## PROBLEM DESCRIPTION
Starting at the line that contains "Exercise. Mark the light" and ending at the last line of the records, copy out those lines with "concrete" changed to "tile". Leave everything else as it is.

## AVAILABLE DATA

** begin **

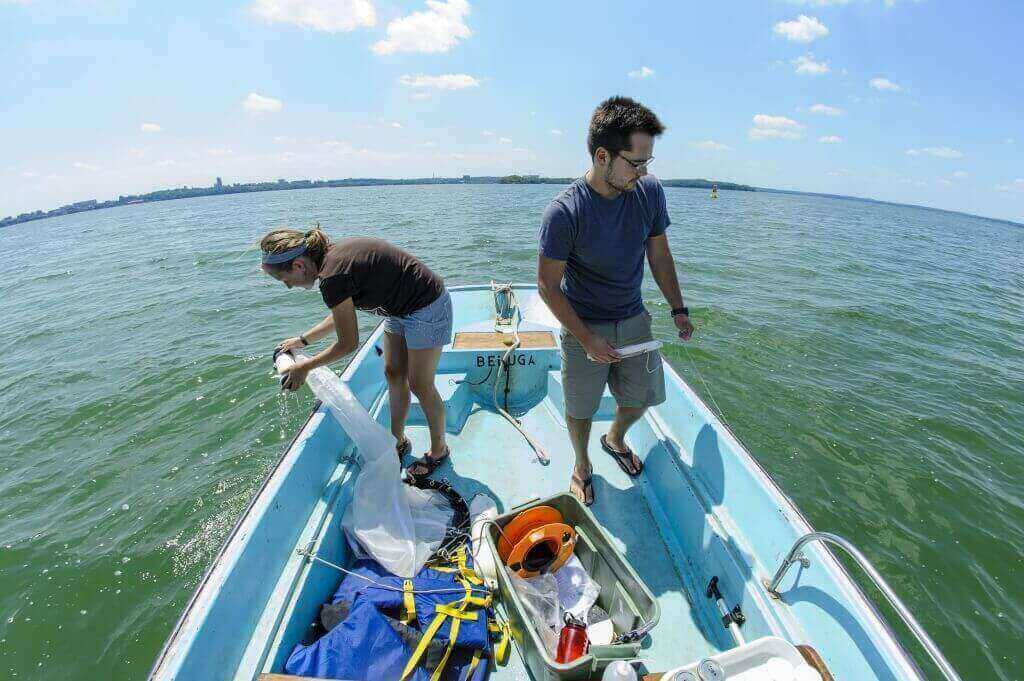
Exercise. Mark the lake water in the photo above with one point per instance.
(870, 356)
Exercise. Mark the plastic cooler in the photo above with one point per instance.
(624, 596)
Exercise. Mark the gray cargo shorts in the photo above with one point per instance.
(635, 382)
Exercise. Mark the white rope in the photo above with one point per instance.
(513, 302)
(714, 401)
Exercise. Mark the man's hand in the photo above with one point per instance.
(683, 325)
(599, 350)
(296, 376)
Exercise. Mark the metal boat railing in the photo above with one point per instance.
(796, 556)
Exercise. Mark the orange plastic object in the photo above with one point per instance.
(543, 550)
(522, 524)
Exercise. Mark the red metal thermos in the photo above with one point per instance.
(572, 642)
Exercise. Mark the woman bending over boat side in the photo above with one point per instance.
(373, 275)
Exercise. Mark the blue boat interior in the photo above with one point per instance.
(701, 508)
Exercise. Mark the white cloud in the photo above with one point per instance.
(437, 29)
(804, 29)
(642, 72)
(825, 110)
(937, 152)
(885, 84)
(806, 66)
(775, 127)
(711, 145)
(330, 15)
(445, 82)
(257, 103)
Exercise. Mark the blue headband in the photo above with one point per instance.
(284, 256)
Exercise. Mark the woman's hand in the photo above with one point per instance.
(290, 344)
(296, 376)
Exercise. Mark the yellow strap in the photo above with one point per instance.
(502, 649)
(409, 615)
(424, 642)
(457, 612)
(448, 651)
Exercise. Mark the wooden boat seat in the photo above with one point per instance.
(494, 340)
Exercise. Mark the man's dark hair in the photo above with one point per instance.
(617, 118)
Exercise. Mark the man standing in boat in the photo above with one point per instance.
(594, 238)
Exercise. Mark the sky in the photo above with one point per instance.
(915, 101)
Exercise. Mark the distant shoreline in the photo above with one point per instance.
(282, 184)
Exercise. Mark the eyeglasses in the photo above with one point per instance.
(637, 165)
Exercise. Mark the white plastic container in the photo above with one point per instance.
(768, 658)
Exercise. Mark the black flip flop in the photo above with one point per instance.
(429, 465)
(624, 459)
(402, 450)
(588, 488)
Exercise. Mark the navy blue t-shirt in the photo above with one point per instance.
(603, 243)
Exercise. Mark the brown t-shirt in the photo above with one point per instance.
(378, 277)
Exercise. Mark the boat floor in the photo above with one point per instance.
(488, 455)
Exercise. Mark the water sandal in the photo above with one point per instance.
(427, 465)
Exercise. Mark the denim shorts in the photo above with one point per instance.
(428, 327)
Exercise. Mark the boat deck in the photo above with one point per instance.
(488, 455)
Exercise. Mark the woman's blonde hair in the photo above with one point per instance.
(280, 241)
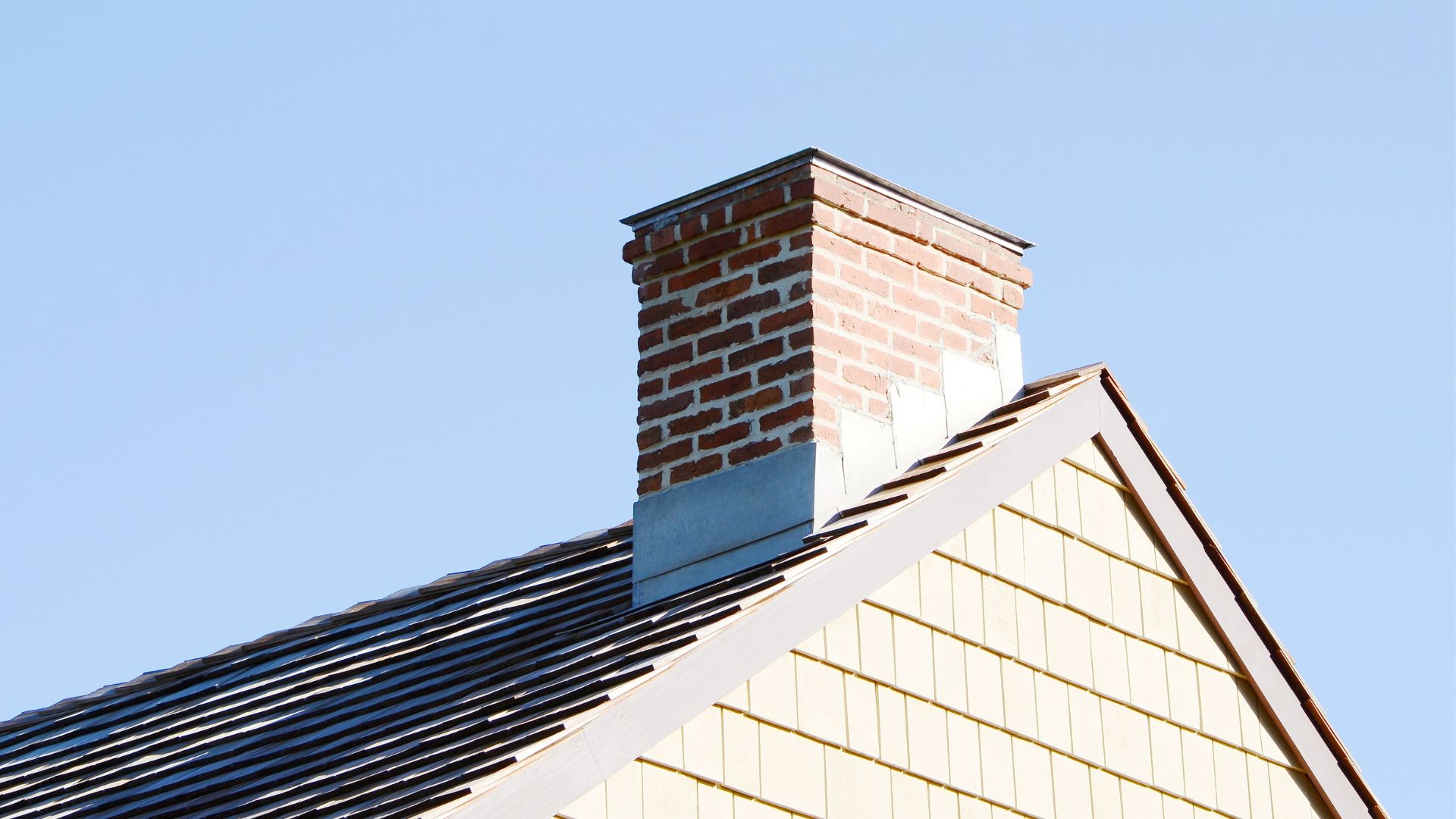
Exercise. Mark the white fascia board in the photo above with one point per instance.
(1228, 615)
(628, 727)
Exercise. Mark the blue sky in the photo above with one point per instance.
(303, 303)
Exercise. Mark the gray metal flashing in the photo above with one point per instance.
(660, 215)
(626, 727)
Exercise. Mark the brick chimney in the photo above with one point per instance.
(807, 331)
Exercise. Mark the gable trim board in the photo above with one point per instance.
(902, 532)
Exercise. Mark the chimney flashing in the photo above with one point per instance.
(663, 215)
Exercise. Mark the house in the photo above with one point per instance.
(873, 572)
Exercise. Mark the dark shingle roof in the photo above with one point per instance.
(382, 710)
(402, 704)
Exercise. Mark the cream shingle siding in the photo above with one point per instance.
(1049, 662)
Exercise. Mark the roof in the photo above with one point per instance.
(475, 692)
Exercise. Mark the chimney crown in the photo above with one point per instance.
(805, 305)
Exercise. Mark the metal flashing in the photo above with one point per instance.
(820, 158)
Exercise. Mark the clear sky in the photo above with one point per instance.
(306, 302)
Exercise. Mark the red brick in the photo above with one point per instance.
(664, 455)
(696, 468)
(715, 219)
(896, 365)
(941, 289)
(651, 438)
(867, 379)
(965, 321)
(666, 407)
(960, 248)
(691, 228)
(864, 234)
(724, 436)
(785, 268)
(756, 449)
(786, 221)
(908, 297)
(864, 280)
(890, 267)
(724, 290)
(650, 290)
(753, 303)
(758, 205)
(663, 311)
(799, 314)
(712, 245)
(973, 276)
(864, 328)
(724, 388)
(892, 316)
(786, 416)
(736, 334)
(919, 256)
(930, 331)
(839, 392)
(761, 352)
(666, 359)
(918, 349)
(753, 256)
(839, 196)
(695, 278)
(766, 397)
(695, 372)
(837, 295)
(1008, 267)
(893, 218)
(795, 363)
(650, 340)
(663, 238)
(695, 423)
(836, 343)
(839, 246)
(1012, 297)
(692, 325)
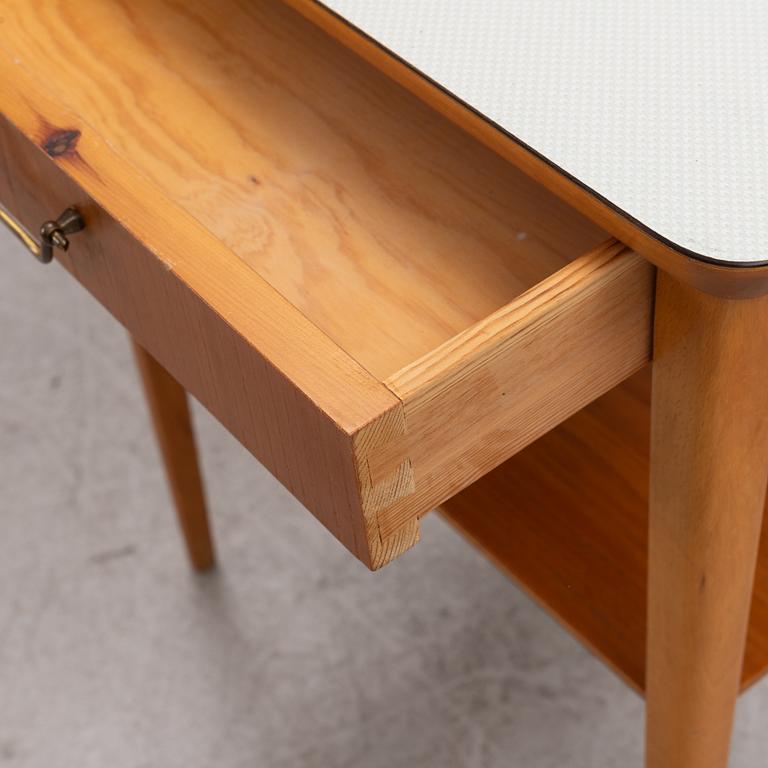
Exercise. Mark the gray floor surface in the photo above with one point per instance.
(291, 654)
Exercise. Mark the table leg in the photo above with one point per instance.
(168, 406)
(709, 465)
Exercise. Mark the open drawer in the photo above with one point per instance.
(377, 306)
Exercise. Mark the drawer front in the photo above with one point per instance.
(268, 386)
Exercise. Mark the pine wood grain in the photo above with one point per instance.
(498, 386)
(709, 467)
(285, 390)
(567, 518)
(167, 402)
(345, 192)
(726, 281)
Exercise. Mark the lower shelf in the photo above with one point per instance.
(567, 519)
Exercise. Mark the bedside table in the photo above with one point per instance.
(407, 254)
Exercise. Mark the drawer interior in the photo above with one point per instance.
(386, 225)
(378, 306)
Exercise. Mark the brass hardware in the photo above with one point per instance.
(53, 234)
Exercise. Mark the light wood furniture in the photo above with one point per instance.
(388, 312)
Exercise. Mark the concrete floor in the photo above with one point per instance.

** end **

## RIGHT ANSWER
Exercise. Mark the light wood furniture in the photo above with one point per instance.
(388, 312)
Exercise. Mark the tile floor in the photo above with one point per instance.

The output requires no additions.